> _Supplied passage_:
[Start]

How to pass compile-time user settings to macro?

I have a module that develops a kernel using a macro based on settings that a user provides. I need those settings to be compile time available, otherwise the macro won’t work. In this current example, I do this with const globals, but I would like to make this more flexible. I would like to enable the user to provide them in the code at the bottom, rather than to set them in the module. What is the Julian way of doing this?

## This is the module that will be part of the package.
module Kernels

export kernel!

const do_a = false
const do_b = true
const do_c = false

macro make_kernel()
    ex_rhs_list = []

    if do_a
        push!(ex_rhs_list, :(log.(a[:])))
    end

    if do_b
        push!(ex_rhs_list, :(- sin.(b[:])))
    end

    if do_c
        push!(ex_rhs_list, :(- cos.(c[:])))
    end

    if length(ex_rhs_list) == 0
        ex = quote 
            function kernel!(at, a, b, c)
            end
        end
    else
        if length(ex_rhs_list) == 1
            ex_rhs = ex_rhs_list[1]
        else
            ex_rhs = Expr(:call, :+, ex_rhs_list...)
        end

        ex = quote 
            function kernel!(at, a, b, c)
                @. at[:] += $ex_rhs
            end
        end
    end

    print(ex)
    return esc(ex)
end

@make_kernel

end


## This is the script on the user side.
using BenchmarkTools
using .Kernels

n = 2^16
at = rand(n); a = rand(n); b = rand(n); c = rand(n)

@btime kernel!($at, $a, $b, $c)

[End]

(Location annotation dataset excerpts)
[Start]

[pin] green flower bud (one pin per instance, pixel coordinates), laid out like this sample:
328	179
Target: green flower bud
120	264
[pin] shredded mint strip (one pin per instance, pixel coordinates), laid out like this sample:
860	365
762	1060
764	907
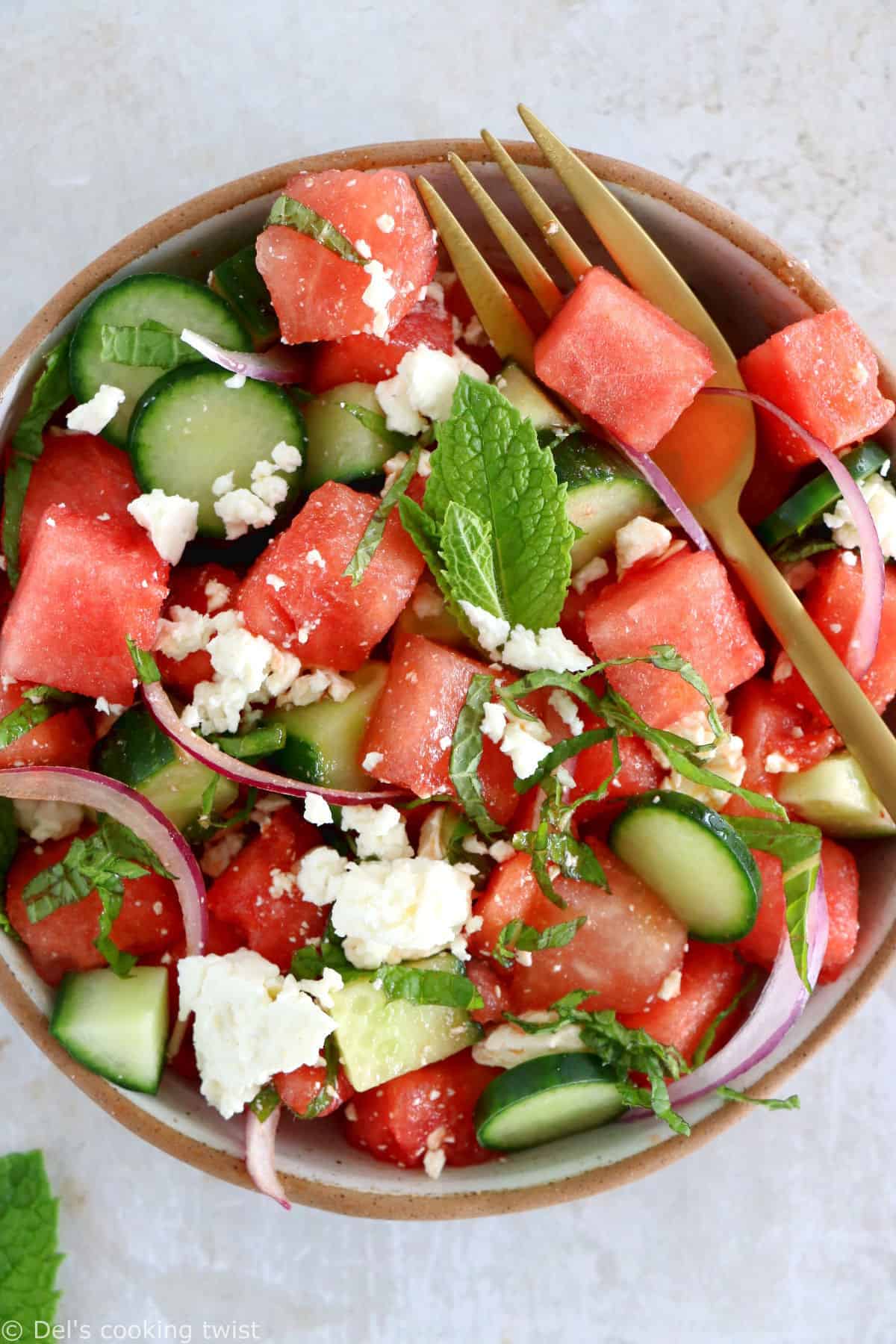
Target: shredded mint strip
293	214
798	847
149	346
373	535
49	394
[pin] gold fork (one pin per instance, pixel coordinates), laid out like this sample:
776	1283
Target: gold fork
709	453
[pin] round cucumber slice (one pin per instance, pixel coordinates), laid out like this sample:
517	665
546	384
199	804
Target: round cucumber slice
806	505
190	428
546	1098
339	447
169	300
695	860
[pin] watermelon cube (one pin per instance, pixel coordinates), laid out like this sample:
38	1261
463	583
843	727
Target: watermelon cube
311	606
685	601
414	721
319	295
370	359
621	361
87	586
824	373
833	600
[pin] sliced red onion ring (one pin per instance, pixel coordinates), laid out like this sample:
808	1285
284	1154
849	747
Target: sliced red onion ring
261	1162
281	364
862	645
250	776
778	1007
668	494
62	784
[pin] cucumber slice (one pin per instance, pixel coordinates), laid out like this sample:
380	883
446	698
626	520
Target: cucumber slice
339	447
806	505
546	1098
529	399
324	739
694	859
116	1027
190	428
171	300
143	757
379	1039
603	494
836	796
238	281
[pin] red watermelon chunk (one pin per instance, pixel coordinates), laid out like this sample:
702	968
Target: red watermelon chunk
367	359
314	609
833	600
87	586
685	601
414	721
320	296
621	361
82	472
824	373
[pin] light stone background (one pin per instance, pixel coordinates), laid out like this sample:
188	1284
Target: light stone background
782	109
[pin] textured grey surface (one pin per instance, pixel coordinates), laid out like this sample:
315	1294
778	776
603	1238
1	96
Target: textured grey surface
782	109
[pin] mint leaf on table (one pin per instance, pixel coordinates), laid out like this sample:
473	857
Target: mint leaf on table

[End]

> _Task set_:
• 1. In the Julia macro post, rewrite the part starting at "macro make_kernel()" and ending at "push!(ex_rhs_list, :(- sin.(b[:])))", replacing "do_b" with "use_b".
• 2. In the Julia macro post, what value is n set to in the user-side script?
• 3. Carry the Julia macro post on from its last line.
None of this data is needed here.

> _Responses by task_:
• 1.
macro make_kernel()
    ex_rhs_list = []

    if do_a
        push!(ex_rhs_list, :(log.(a[:])))
    end

    if use_b
        push!(ex_rhs_list, :(- sin.(b[:])))

• 2. 2^16

• 3.
You could pass them via ENV variables (maybe?) but that’s not really how macros should be used. You’ll have a lot of problems with precompilation. It’s hard to suggest a solution without understanding your problem better, but FWIW multiple dispatch is a 0-cost abstraction when used well, so it might work better than your macro. Eg. have the user write

const my_kernel = Kernel{false,true,false}()

function my_big_foo()
    ...
    kernel!(my_kernel, at, a, b, c)
end

Then on your side, it’ll look like

struct Kernel{A, B, C}
end

function kernel!(::Kernel{A,B,C}, at, a,b,c) where {A, B, C}
    for ind in eachindex(at)
        if A
            at[ind] += log(a[ind])
        end
        ...
    end
end

Because A, B, C are struct parameters, they’ll behave as compile-time constant, and it should be just as efficient as your macro expansion, given some more work (maybe with @inbounds and @simd?)

Kernel{true, false, false} is not particularly elegant design, but given the info you gave us, it looks like a good start…

1 Like

Also, if you’re broadcasting over sufficiently large arrays, I would seriously check if this plain code isn’t just as efficient:

struct Kernel
    A::Bool
    B::Bool
    C::Bool
end

...
function kernel!(k::Kernel, at, a,b,c) 
    at .+= ifelse(kernel.A, log.(a), 0) .+ ifelse(kernel.B,  ...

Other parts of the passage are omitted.